Direction:
Find the line that contains "Expected output: one marker per instance of the grass". Then set down that line and all the lines after it, to the end of the records, exactly and with nothing added.
▽
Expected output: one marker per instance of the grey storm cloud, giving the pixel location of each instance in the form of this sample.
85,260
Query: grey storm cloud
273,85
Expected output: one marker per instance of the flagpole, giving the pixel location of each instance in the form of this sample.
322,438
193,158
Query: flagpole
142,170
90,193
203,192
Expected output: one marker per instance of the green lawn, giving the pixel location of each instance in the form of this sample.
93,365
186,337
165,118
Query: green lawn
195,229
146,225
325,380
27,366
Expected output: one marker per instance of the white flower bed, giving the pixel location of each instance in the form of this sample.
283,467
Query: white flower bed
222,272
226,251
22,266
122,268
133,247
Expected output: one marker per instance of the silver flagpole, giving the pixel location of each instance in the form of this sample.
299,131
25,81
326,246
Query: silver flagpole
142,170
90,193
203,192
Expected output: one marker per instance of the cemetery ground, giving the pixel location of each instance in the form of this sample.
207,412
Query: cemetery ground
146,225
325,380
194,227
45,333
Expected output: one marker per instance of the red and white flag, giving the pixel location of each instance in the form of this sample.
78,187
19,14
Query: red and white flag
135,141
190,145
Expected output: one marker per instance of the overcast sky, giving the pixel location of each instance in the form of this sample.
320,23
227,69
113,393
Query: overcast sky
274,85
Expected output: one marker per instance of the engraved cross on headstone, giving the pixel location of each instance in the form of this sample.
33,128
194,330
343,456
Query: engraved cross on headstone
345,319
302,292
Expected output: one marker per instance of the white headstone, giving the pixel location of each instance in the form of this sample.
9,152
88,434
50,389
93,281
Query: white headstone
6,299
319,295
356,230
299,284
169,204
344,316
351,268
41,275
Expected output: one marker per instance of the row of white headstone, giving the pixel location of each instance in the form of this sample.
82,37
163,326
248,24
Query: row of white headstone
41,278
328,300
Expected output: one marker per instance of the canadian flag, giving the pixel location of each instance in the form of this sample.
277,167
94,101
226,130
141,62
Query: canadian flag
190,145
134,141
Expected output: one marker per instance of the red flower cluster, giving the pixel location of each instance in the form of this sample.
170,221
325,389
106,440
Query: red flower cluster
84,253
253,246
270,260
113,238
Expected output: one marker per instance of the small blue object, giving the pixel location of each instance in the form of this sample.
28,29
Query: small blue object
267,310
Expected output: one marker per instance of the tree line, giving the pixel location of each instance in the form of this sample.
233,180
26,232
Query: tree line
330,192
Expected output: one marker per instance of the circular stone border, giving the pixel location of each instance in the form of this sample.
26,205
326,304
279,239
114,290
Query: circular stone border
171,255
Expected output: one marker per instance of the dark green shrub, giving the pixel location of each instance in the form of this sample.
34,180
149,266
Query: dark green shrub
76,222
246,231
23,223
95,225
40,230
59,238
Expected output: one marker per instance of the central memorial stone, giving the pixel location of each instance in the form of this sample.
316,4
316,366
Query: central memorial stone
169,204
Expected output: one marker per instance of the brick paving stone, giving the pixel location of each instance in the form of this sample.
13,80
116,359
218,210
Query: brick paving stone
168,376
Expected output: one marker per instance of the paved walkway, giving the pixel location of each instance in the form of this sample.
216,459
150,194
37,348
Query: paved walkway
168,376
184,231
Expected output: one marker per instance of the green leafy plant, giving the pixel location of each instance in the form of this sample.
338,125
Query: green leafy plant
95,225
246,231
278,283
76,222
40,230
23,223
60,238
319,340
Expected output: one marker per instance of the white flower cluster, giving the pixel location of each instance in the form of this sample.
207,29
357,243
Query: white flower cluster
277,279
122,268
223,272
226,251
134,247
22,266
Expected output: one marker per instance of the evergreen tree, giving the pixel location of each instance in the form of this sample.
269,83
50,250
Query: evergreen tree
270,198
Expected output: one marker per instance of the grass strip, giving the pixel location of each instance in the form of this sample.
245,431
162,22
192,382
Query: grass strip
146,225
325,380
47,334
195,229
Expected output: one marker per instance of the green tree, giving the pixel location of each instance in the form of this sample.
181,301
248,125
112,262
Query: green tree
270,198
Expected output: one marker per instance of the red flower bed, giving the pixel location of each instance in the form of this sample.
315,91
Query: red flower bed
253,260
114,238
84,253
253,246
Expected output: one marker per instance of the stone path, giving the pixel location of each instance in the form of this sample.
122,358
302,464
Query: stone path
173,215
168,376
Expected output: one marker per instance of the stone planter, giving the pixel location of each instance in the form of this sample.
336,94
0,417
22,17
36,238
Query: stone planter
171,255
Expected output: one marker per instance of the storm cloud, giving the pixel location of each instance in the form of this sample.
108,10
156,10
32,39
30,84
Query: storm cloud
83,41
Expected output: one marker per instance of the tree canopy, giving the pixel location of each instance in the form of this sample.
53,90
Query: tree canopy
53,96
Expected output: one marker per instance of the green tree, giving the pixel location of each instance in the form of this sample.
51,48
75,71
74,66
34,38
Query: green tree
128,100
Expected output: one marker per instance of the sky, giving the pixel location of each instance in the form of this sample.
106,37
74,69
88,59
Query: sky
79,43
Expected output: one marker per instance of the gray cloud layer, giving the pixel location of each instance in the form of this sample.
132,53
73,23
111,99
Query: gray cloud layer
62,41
△
Answer in full:
Expected output: one marker per instance of the grass strip, giving the pixel location of each instance in the form of this sample.
245,431
162,22
192,382
Query: grass strip
146,225
325,380
47,334
195,229
Expected output: one marker per instance of the green tree, giving the pixel location of each instance in the form of this sample.
181,301
248,125
112,262
Query: green tree
270,198
Expected output: one marker per instance of the red flower bed, giving the pixel location of each instance in the form of this sample.
315,91
Query: red flower bed
253,260
114,238
84,253
253,246
Expected output: one marker per instance of the stone path, giving the pixel location of each instance in the form of this sample.
122,358
302,464
Query: stone path
173,215
168,376
Expected output: one marker per instance of the stone planter, giving the pixel location of each instance in the form of this sample.
336,94
0,417
22,17
36,238
Query: stone planter
171,255
Expected output: one marker per instance of the storm cloud, giving the pixel location of each instance in the form of this sample.
108,10
156,10
32,39
30,84
Query: storm cloud
83,41
Expected output: one marker per instance of the tree canopy, giving the pixel location of each instance in the form of this sample.
53,90
Query: tree canopy
53,96
Expected output: one marker per instance of the green tree, giving the pixel location of each instance in the form of this sample.
51,48
75,71
74,66
34,38
Query: green tree
128,100
Expected output: one marker per instance of the sky, giving the pixel location of each instance in the form of this sample.
106,37
74,69
88,59
Query: sky
79,43
Expected output: one marker per instance of the gray cloud layer, giving the pixel location of each instance in the form of this sample.
132,53
73,23
111,99
Query: gray cloud layer
62,41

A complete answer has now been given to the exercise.